Goal of the exercise:
Pull out each line of the rows below that contains the string "coral", and list them in order.

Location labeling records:
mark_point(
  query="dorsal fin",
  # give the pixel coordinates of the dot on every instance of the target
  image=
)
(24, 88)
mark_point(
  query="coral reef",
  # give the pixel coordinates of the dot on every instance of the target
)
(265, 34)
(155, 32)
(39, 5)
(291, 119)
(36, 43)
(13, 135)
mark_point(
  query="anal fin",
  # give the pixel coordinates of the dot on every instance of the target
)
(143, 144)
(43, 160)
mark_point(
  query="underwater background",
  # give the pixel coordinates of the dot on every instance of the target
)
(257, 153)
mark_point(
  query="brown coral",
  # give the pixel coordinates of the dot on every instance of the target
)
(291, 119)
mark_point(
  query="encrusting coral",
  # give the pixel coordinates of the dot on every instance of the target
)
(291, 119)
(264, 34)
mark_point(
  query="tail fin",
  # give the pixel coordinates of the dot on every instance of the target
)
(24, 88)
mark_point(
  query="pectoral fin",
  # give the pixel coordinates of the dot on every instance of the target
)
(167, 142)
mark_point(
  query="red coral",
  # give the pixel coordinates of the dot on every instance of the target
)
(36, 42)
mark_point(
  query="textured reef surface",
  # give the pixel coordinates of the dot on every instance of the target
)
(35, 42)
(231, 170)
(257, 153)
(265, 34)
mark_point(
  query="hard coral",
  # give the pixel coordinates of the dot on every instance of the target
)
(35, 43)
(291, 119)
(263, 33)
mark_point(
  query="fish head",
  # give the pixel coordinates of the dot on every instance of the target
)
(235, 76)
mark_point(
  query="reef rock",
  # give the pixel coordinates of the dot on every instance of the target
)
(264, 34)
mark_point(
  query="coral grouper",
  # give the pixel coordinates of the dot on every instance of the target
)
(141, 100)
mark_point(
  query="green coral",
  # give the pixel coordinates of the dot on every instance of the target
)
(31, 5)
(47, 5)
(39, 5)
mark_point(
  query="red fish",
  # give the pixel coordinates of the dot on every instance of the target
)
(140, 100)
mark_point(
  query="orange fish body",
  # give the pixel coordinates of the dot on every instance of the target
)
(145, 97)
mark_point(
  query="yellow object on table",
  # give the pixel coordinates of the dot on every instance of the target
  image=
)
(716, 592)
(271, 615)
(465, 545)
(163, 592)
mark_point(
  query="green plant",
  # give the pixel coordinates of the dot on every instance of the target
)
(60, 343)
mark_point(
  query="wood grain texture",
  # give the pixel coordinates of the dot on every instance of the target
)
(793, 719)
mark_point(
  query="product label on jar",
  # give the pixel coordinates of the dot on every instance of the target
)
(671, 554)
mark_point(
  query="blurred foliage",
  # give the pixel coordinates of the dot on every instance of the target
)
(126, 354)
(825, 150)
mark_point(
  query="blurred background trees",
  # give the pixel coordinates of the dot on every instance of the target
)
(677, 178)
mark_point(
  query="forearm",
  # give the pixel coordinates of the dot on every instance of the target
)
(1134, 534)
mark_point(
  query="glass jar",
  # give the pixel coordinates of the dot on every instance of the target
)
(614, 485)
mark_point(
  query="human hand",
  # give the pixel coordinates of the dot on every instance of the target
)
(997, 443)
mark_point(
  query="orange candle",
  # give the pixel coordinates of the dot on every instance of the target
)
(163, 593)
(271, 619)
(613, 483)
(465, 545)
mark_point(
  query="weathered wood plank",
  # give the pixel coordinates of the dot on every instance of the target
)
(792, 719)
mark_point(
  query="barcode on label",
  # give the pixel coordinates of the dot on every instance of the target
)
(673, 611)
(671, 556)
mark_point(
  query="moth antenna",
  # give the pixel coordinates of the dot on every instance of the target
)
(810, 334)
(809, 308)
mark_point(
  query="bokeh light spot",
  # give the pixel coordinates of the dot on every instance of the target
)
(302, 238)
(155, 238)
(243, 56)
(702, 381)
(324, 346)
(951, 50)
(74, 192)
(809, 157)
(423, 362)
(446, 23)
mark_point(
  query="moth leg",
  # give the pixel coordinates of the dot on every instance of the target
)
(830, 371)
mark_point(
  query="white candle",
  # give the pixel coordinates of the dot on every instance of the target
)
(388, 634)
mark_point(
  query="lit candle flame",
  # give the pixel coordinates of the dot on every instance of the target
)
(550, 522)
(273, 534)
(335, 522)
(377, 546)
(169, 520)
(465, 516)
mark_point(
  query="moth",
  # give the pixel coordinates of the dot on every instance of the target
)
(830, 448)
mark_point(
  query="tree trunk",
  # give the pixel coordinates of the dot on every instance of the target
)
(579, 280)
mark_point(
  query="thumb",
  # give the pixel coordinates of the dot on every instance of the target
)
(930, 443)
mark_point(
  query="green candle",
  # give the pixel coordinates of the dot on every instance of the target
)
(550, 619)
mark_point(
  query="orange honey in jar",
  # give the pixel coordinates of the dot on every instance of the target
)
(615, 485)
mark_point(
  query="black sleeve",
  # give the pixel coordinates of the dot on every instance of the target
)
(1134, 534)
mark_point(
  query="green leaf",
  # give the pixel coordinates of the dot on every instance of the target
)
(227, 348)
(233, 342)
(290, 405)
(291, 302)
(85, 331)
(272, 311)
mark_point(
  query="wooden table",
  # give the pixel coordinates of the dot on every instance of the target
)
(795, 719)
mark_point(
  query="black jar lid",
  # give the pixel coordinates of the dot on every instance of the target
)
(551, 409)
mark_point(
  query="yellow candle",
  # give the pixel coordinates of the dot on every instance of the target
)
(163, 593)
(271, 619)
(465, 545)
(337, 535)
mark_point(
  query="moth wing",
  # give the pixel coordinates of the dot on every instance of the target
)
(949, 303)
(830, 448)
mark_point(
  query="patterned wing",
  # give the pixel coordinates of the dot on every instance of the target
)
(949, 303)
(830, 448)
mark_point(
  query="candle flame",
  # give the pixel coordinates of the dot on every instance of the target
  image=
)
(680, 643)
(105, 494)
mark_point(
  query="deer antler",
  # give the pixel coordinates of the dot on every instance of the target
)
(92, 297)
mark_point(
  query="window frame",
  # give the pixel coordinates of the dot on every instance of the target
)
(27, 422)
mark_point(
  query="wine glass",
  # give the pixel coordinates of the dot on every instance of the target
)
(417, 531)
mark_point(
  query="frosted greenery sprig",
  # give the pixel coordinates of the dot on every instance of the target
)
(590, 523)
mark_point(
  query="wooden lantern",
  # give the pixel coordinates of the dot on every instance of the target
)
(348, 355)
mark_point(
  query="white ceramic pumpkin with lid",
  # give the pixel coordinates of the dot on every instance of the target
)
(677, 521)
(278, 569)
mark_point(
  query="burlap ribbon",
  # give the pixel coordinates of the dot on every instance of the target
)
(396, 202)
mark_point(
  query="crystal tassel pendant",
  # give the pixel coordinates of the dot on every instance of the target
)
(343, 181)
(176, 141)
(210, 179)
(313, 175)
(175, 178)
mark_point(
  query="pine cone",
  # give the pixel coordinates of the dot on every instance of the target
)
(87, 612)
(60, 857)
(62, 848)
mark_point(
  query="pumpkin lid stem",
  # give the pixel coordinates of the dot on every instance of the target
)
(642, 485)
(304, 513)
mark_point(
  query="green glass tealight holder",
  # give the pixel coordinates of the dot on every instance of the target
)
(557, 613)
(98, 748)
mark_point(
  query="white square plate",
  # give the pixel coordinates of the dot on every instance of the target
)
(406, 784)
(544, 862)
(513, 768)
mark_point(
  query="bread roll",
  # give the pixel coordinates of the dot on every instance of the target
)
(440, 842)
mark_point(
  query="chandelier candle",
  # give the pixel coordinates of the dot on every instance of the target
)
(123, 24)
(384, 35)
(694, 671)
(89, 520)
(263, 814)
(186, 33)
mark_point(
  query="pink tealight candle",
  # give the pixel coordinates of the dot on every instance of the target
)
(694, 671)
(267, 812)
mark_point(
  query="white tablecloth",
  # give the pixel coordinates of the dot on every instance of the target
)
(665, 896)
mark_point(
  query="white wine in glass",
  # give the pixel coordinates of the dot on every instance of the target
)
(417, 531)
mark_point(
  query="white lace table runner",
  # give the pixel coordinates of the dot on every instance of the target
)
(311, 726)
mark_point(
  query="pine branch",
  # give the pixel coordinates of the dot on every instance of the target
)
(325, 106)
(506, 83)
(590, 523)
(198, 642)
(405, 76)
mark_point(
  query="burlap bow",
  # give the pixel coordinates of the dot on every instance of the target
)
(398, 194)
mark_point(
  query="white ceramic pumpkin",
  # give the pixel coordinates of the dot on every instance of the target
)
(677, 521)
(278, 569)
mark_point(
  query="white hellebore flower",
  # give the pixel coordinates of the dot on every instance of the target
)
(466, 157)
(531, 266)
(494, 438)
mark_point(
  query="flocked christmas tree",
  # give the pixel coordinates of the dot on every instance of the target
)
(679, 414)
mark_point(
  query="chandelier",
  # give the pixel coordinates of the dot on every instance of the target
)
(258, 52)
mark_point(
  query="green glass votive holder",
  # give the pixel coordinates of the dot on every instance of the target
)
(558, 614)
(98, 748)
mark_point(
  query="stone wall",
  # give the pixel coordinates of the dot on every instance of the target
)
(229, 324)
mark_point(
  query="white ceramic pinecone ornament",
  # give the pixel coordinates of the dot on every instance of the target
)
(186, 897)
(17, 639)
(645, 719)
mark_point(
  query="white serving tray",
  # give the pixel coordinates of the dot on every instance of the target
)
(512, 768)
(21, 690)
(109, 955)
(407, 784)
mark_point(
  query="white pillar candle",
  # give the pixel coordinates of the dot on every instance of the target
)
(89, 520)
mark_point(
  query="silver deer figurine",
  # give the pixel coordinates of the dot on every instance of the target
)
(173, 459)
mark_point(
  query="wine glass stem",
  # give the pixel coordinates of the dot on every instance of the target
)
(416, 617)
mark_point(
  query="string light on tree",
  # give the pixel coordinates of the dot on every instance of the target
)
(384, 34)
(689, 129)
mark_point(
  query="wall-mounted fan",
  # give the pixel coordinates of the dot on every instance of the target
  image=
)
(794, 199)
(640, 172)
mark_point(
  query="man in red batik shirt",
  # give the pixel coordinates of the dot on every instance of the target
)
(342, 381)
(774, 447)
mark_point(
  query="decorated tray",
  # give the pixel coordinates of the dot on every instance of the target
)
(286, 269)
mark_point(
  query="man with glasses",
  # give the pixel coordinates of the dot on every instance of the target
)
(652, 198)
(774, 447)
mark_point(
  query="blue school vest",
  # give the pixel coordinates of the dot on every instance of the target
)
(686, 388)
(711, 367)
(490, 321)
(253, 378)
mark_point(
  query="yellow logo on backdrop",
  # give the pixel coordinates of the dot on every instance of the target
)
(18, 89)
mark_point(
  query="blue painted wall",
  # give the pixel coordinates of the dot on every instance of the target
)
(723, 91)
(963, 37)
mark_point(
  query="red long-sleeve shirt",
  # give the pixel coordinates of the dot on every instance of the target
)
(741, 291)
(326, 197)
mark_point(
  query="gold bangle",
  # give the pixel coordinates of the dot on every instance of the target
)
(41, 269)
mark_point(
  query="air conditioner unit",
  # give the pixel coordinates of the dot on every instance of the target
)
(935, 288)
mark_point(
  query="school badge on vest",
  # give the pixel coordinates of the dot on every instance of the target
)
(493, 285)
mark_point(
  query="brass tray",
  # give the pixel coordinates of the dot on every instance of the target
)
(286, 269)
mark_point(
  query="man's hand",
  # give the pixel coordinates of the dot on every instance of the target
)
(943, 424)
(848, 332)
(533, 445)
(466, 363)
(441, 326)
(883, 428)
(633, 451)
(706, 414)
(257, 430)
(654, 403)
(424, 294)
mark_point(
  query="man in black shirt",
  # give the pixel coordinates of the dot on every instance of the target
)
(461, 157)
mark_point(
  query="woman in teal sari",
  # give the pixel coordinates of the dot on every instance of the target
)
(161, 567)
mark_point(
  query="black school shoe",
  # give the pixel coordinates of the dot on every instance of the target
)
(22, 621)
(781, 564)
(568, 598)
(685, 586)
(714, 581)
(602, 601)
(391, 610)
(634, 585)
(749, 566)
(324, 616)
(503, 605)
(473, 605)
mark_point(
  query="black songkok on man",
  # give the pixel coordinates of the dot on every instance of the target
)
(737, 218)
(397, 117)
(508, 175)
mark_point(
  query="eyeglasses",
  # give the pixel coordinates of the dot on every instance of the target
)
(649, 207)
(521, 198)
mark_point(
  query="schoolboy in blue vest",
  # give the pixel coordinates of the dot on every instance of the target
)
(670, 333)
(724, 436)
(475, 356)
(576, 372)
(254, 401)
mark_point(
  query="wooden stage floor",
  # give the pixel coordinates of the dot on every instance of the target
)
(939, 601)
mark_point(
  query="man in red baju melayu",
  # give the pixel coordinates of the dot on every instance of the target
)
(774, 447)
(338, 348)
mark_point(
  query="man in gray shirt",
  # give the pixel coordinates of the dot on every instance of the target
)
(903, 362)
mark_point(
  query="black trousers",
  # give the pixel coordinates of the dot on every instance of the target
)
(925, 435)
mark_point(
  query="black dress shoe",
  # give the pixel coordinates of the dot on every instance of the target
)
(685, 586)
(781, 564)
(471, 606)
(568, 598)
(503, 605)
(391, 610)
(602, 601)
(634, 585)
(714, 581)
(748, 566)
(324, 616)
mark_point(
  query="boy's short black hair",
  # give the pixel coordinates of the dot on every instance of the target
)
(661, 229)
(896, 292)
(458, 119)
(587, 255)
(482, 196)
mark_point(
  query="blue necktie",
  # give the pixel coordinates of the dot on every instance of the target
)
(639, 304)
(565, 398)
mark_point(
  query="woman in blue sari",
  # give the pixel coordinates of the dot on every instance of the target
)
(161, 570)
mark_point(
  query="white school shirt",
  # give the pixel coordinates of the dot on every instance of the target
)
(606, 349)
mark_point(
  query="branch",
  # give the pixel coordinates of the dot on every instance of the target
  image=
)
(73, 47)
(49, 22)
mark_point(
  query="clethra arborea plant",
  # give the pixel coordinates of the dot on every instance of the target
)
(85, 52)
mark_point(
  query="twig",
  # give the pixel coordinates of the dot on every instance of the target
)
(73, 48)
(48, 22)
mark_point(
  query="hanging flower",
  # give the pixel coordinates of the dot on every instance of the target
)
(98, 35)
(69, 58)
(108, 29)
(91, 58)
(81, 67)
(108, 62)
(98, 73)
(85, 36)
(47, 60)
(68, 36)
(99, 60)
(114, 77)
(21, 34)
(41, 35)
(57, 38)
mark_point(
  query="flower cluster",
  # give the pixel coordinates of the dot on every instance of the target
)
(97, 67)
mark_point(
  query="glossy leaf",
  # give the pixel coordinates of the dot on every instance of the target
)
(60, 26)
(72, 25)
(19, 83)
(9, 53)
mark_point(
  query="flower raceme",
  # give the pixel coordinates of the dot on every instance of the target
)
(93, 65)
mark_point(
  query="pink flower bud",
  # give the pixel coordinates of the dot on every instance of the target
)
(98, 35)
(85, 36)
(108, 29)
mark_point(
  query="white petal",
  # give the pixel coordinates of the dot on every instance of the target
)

Complete response:
  query="coral reef",
  query="brown coral",
  query="encrusting coral",
  query="red coral",
  query="hard coral",
  query="coral grouper",
  query="green coral",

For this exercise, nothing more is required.